### REQUIREMENT 1
Condense the paragraph of the opioid research article that begins "The nearly $3.5 million" into a brief bulleted list that retains its main facts.
### REQUIREMENT 2
Swap "adults" for "grown-ups" and reproduce everything in the opioid research article from "What gene changes" down to "of California, Irvine.".
### REQUIREMENT 3
Answer these questions using the opioid research article:
(a) On what date was the research announced?
(b) Which organization is funding the work?
(c) What position does Stephen Mahler hold on the project?

### READING TEXT
Start of Block

What gene changes and blood could tell us about the opioid crisis | UCI News

Irvine, Calif., July 14, 2022 – The role of gene alterations resulting from childhood adversity in adults addicted to heroin and a search for blood tests to predict addiction vulnerability are part of sweeping research that scientists are launching at the University of California, Irvine.

The nearly $3.5 million five-year project to understand the opioid crisis is a collaboration of the School of Biological Sciences and the School of Medicine, as well as the Irvine Center for Addiction Neuroscience. The National Institute on Drug Abuse is funding the work through an initiative to encourage research innovation.

Researchers will examine how early-life adverse influences epigenetics, or experience-induced changes in gene expression, and how they affect the likelihood of adult addiction.

“We want to see how these epigenetics interact with the heroin experience and if there are sex alteration differences in these processes,” said lead principal investigator Stephen Mahler, associate professor of neurobiology & behavior and a fellow in the Center for the Neurobiology of Learning and Memory.

End of Block

Dataset entries:

Start of Block

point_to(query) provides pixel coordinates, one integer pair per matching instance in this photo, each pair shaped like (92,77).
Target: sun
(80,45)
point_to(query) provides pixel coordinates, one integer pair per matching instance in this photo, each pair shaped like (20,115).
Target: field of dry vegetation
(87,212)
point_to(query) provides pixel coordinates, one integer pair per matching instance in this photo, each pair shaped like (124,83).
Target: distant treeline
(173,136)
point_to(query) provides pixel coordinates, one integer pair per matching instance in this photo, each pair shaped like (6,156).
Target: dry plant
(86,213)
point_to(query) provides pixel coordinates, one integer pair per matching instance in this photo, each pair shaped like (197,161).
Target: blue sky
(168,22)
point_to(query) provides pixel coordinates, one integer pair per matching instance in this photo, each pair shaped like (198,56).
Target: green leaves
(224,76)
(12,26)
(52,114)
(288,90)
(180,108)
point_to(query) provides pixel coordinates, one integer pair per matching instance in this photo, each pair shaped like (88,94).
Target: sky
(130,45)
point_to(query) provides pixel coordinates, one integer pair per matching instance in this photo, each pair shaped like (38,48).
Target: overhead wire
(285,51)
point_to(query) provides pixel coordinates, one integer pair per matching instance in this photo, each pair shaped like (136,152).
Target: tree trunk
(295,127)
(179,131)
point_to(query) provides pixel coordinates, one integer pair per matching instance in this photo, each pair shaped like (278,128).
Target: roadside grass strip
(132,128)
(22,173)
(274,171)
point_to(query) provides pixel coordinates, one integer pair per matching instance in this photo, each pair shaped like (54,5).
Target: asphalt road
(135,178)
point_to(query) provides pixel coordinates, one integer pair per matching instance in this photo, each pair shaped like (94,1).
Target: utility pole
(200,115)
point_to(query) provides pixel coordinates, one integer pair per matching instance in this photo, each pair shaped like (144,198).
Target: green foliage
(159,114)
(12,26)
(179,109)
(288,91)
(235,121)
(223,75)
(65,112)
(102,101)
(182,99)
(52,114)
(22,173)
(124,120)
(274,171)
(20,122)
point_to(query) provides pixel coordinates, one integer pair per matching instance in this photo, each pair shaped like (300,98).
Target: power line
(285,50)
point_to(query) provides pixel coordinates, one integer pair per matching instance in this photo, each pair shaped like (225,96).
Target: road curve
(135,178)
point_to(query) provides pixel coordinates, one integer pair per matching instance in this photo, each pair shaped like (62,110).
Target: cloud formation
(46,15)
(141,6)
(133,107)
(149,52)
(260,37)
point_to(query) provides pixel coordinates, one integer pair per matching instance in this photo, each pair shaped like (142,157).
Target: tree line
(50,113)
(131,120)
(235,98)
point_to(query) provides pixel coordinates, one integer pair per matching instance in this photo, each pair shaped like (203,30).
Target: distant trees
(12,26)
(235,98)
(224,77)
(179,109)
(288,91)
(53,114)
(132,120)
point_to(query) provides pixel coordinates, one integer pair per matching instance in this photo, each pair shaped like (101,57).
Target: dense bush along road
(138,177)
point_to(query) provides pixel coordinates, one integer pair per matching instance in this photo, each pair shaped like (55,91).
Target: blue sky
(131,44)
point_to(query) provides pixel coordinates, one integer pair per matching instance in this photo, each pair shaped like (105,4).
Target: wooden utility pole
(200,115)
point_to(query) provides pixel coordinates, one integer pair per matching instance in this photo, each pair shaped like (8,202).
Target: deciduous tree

End of Block

### WRITTEN RESPONSE 1
- Nearly $3.5 million, five-year project on the opioid crisis
- Collaboration of the School of Biological Sciences, the School of Medicine and the Irvine Center for Addiction Neuroscience
- Funded by the National Institute on Drug Abuse through an initiative to encourage research innovation

### WRITTEN RESPONSE 2
What gene changes and blood could tell us about the opioid crisis | UCI News

Irvine, Calif., July 14, 2022 – The role of gene alterations resulting from childhood adversity in grown-ups addicted to heroin and a search for blood tests to predict addiction vulnerability are part of sweeping research that scientists are launching at the University of California, Irvine.

### WRITTEN RESPONSE 3
(a) July 14, 2022
(b) The National Institute on Drug Abuse
(c) Lead principal investigator